## 文書抜粋
独立行政法人・地方独立行政法人制度の導入・改編経緯

 

独立行政法人「改革」のあらまし:

 

独立行政法人は、2001年に発足はしたものの、「改革」は進まず、官製談合などの問題は温存されているとして、見直しが続きます。2009年までは、独立行政法人に移行させた組織における改革が不徹底だとして、改革を促す閣議決定が何度もされました。これらでは、他機関との統合や事務・事業を見直すなど、有効性や効率性を追求するよう強く求めています。ところが2010年になって、改革が進まないのは、個々の組織について、業務の特性や実態を見ず、法人の組織面や設立することだけを重視したからだという分析がなされるようになります。つまり、減量ありきで法人化を進めたものの、事務・事業の中身についての議論がなかったというのです。そこで、一律で進めたことを改め、法人を類型化し、その類型別に「ガバナンスのあり方」を考えることとされました。その後この類型も変更を経て、2014年に改正された通則法では、「中期目標管理法人」、「国立研究開発法人」、および「行政執行法人」の3類型が示され、それぞれの類型ごとに運営のあり方が示されるようになりました。

 

 ◆ ここでは、独立行政法人・地方独立行政法人制度に関わる資料をあつめました

一部、★印以下に地方衛生研究所に関係する点について記述があります。

 

① 1997/12/3 行政改革会議『最終報告

        独立行政法人の創設

 

  1999/7/16 「独立行政法人通則法」(法律第103号)

 

② 2000/12/1 閣議決定「行政改革大綱

        地方にも独立法人設置を提案

 

③ 2001/7/24 総合規制改革会議『重点六分野に関する中間取りまとめ

        社会的分野も対象になった転換点

 

④ 2002/6/24 総務省『地方独立行政法人制度の導入に関する研究会報告書

        対象となる業務として「試験研究」

 

  2003/7/16 「地方独立行政法人法」(法律第118号)

   2007/8/10 閣議決定「独立行政法人整理合理化計画の策定に係る基本方針」

       設定した類型ごとに整理合理化計画を作成

 

 2007/12/24 閣議決定「独立行政法人整理合理化計画」

      ・成果:人件費削減、財政支出削減、自己収入増加、透明性確保

        ・一部で官製談合の舞台になり、国民の信頼回復が課題

        ・さらに「効率化」、「自律化」を進める

        ・財政面は、「中期的には国への財政依存度を下げることを目指す」

## 課題内容
独立行政法人制度の経緯を述べた文書抜粋のうち、「独立行政法人は、2001年に」から「が示されるようになりました。」までの部分を、「通則法」を「独立行政法人通則法」に置き換えて書き直してください。

## データ
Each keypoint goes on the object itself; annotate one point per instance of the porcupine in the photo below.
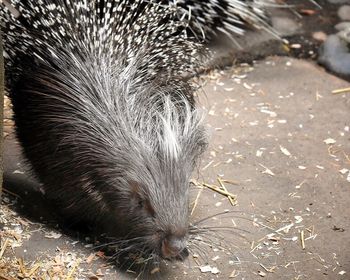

## 出力
独立行政法人は、2001年に発足はしたものの、「改革」は進まず、官製談合などの問題は温存されているとして、見直しが続きます。2009年までは、独立行政法人に移行させた組織における改革が不徹底だとして、改革を促す閣議決定が何度もされました。これらでは、他機関との統合や事務・事業を見直すなど、有効性や効率性を追求するよう強く求めています。ところが2010年になって、改革が進まないのは、個々の組織について、業務の特性や実態を見ず、法人の組織面や設立することだけを重視したからだという分析がなされるようになります。つまり、減量ありきで法人化を進めたものの、事務・事業の中身についての議論がなかったというのです。そこで、一律で進めたことを改め、法人を類型化し、その類型別に「ガバナンスのあり方」を考えることとされました。その後この類型も変更を経て、2014年に改正された独立行政法人通則法では、「中期目標管理法人」、「国立研究開発法人」、および「行政執行法人」の3類型が示され、それぞれの類型ごとに運営のあり方が示されるようになりました。